* EXTRAIT PROPOSÉ *
━━━
Le samedi 10 octobre 2015, nos sociétaires se sont rassemblés à l’église du Mesnil-Gilbert, dans la vallée de la Sée pour y découvrir deux manoirs inédits. Ils se sont d’abord rendus au Mesnil-Tôve.
Le manoir du Grand Aunay.
Les propriétaires du Grand Aunay seront pendant plusieurs générations les mêmes que ceux du manoir du Bois-Herbert (au Mesnil-Gilbert) où la Société devait se rendre en fin d’après-midi.
Le logis du Grand Aunay semble avoir appartenu (et avoir été construit ?) par la famille Guesdon, originaire de Perriers-en-Beauficel (50). Une branche de cette famille a pris le nom de Guesdon de Beauchesne.
Le premier personnage qui se rattache avec certitude à ce logis est Richard Guesdon (né vers 1615) avocat, sieur de la Mardelle (en Perriers-en-Beauficel) marié vers 1636 avec Jeanne Guesdon. Son épouse est décédée dans cette maison du Grand Aunay et a été inhumée dans l’église de Mesnil-Tôve le 24 décembre 1676. Leurs fils, Richard Guesdon (v. 1638 à Chérencé-le-Roussel) sieur de la Mardelle, conseiller du roi, lieutenant en la prévôté générale de Normandie épousera Renée Laurette de Savigny (v. 1644) sœur de Jean de Savigny, seigneur du Mesnil-Rainfray (v. 1641 – 1704). Cette dernière appartenait à la famille Gambier, anoblie en 1544, dont le chef était seigneur de Savigny (près de Coutances) et qui obtint en 1598 des lettres de commutation de son nom en celui de « de Savigny ». Renée de Savigny, épouse de Richard Guesdon héritera de la seigneurie du Mesnil-Rainfray après le décès de son frère. Elle est décédée dans cette maison le 9 octobre 1718 et inhumée dans la nef de l’église du Mesnil-Tôve le 19 suivant. Jeanne Guesdon, leur fille, apportera le Grand Aunay à son époux, Henri de La Chambre, écuyer, sieur du Bois-Herbert (le Mesnil-Gilbert).
━━━
* OBJECTIF *
Modifiez l'extrait sur le manoir du Grand Aunay : recopiez-le en commençant à « Le manoir du » et en finissant à « en fin d’après-midi. », et remplacez « propriétaires » par « possesseurs ».
━━━
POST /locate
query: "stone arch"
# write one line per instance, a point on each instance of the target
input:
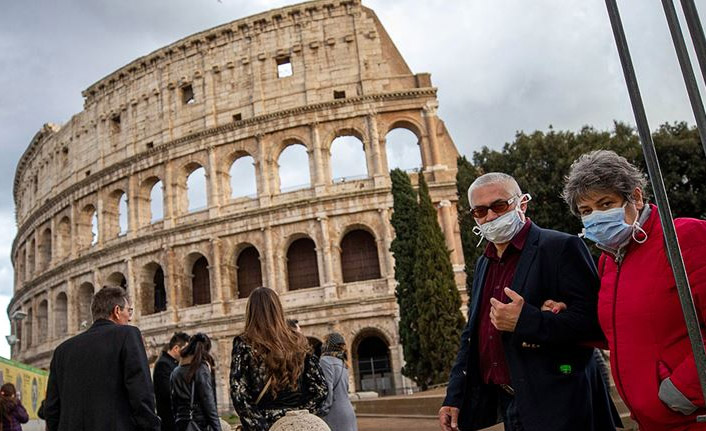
(302, 264)
(63, 238)
(152, 286)
(43, 321)
(61, 310)
(372, 361)
(85, 296)
(45, 248)
(359, 256)
(403, 150)
(348, 159)
(289, 173)
(199, 279)
(248, 269)
(242, 177)
(117, 279)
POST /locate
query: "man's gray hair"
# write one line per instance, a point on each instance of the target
(601, 171)
(105, 300)
(495, 178)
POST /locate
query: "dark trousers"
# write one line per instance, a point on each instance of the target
(508, 411)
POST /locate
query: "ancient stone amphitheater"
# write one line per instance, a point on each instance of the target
(110, 197)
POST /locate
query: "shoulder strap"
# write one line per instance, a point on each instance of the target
(264, 391)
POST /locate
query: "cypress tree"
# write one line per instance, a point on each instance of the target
(404, 221)
(439, 318)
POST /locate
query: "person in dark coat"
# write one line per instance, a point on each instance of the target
(194, 380)
(514, 358)
(99, 379)
(162, 371)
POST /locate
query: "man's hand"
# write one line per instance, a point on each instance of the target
(554, 306)
(504, 316)
(448, 418)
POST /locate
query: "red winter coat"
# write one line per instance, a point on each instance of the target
(641, 316)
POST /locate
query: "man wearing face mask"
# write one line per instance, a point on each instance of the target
(638, 305)
(517, 363)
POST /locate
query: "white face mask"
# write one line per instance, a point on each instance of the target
(505, 227)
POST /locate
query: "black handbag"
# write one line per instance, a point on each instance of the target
(192, 426)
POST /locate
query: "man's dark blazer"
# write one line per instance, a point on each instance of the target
(99, 380)
(162, 371)
(552, 265)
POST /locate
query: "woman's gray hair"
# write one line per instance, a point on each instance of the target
(494, 178)
(601, 171)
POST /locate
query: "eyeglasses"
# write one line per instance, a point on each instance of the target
(497, 207)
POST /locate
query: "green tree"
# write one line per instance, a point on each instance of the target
(437, 301)
(404, 221)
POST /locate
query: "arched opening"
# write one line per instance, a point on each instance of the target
(371, 360)
(249, 271)
(348, 159)
(302, 266)
(61, 309)
(200, 282)
(43, 321)
(63, 246)
(293, 168)
(403, 150)
(117, 279)
(156, 202)
(196, 191)
(85, 295)
(359, 257)
(243, 182)
(45, 249)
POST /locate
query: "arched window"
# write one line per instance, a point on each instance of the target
(302, 266)
(293, 169)
(61, 309)
(359, 257)
(45, 249)
(200, 282)
(249, 271)
(402, 149)
(63, 246)
(156, 202)
(85, 295)
(196, 194)
(43, 320)
(243, 182)
(348, 159)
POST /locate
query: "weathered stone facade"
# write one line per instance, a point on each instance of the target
(205, 102)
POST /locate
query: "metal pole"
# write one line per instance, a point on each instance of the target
(665, 214)
(696, 31)
(686, 69)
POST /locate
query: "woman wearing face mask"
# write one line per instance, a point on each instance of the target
(638, 307)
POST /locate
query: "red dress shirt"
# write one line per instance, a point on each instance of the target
(501, 270)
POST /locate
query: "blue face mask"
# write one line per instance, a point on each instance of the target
(608, 228)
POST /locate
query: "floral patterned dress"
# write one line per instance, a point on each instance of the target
(248, 377)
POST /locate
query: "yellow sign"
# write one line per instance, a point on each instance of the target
(30, 382)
━━━
* EXERCICE RÉALISÉ *
Le manoir du Grand Aunay.
Les possesseurs du Grand Aunay seront pendant plusieurs générations les mêmes que ceux du manoir du Bois-Herbert (au Mesnil-Gilbert) où la Société devait se rendre en fin d’après-midi.